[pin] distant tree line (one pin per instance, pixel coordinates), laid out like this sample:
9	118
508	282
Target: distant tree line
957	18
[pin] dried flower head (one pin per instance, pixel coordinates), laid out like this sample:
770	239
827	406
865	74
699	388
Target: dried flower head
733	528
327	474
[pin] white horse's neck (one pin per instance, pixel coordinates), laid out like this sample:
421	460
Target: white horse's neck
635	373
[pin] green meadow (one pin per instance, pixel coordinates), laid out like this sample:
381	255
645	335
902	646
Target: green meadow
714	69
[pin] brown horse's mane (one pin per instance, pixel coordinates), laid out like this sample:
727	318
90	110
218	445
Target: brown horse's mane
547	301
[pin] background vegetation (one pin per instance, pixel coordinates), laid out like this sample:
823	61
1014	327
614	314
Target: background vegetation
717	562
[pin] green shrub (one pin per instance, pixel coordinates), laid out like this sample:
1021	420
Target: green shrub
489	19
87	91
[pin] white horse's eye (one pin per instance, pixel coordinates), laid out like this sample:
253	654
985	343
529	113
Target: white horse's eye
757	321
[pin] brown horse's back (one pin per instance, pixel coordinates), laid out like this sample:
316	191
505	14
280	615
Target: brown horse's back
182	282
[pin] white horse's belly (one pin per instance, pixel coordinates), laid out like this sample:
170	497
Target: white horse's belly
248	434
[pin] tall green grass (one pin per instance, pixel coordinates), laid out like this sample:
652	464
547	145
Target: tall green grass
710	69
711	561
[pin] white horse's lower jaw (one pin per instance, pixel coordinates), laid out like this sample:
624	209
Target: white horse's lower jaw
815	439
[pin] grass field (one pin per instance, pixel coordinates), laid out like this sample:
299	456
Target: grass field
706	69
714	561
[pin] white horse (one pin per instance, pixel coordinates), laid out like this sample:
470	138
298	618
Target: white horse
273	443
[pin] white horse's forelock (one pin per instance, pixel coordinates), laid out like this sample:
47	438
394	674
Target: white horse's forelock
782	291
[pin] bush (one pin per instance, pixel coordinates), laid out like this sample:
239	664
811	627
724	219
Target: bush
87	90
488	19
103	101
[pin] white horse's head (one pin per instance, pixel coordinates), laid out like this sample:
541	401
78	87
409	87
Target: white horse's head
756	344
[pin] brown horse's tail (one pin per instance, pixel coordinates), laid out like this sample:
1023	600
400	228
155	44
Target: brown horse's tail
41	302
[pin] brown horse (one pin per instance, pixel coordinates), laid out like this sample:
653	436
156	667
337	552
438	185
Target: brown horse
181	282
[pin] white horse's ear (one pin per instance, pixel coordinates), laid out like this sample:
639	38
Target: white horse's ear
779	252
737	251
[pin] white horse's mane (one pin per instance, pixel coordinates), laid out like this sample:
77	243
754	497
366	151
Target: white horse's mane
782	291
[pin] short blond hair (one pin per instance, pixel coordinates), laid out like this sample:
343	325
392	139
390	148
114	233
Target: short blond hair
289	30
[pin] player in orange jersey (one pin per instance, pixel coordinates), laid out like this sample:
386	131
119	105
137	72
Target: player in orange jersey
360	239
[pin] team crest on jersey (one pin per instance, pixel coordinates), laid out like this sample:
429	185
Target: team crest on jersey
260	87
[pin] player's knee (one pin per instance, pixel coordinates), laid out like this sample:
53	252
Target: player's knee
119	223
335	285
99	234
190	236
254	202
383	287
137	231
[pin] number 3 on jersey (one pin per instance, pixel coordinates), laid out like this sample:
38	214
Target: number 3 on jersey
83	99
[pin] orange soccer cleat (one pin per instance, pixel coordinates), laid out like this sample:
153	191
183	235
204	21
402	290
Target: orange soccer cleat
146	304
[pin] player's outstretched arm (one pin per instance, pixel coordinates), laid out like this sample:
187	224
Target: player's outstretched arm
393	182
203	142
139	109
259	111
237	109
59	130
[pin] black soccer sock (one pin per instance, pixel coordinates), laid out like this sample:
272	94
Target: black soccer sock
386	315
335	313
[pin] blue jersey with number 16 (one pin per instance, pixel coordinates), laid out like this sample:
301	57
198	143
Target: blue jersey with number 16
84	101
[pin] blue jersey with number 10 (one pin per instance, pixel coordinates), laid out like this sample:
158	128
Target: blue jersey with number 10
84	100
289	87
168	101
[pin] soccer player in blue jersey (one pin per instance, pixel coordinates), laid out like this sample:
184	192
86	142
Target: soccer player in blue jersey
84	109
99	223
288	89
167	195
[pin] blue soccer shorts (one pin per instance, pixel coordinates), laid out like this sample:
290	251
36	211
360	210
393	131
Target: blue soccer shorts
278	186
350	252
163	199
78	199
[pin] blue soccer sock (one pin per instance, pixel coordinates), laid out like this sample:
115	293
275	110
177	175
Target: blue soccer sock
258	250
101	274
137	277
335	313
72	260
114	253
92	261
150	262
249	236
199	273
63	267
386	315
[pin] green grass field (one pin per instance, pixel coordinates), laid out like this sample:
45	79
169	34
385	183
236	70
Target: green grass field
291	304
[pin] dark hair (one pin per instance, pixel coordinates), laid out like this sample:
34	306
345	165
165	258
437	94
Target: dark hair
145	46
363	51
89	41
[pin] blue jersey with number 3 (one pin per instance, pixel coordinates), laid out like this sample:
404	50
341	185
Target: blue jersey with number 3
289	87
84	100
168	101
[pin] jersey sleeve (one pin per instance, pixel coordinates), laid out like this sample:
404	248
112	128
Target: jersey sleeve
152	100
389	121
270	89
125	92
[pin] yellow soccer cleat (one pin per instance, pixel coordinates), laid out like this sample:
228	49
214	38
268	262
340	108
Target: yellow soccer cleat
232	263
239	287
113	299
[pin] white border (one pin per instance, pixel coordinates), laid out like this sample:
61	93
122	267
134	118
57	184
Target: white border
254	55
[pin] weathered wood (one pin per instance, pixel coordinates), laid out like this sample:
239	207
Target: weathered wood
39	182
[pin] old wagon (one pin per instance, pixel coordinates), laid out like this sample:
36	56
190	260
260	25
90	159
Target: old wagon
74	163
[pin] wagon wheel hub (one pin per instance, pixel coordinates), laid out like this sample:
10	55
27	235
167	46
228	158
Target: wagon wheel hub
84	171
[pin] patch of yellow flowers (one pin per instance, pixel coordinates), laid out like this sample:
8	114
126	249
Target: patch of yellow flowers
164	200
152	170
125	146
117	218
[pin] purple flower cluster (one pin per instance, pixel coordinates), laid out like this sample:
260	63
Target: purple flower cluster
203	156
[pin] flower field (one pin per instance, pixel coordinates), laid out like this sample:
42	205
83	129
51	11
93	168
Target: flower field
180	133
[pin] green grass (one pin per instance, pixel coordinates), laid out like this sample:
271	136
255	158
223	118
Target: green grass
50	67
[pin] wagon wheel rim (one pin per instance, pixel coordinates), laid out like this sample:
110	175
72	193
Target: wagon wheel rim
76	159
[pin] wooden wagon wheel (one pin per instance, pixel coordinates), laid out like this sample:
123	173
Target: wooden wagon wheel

» YOUR GOAL: Return each line from the entries above that includes "wooden".

» TASK RESPONSE:
[pin] wooden wagon wheel (one pin per instance, pixel coordinates), laid out like this sample:
Target: wooden wagon wheel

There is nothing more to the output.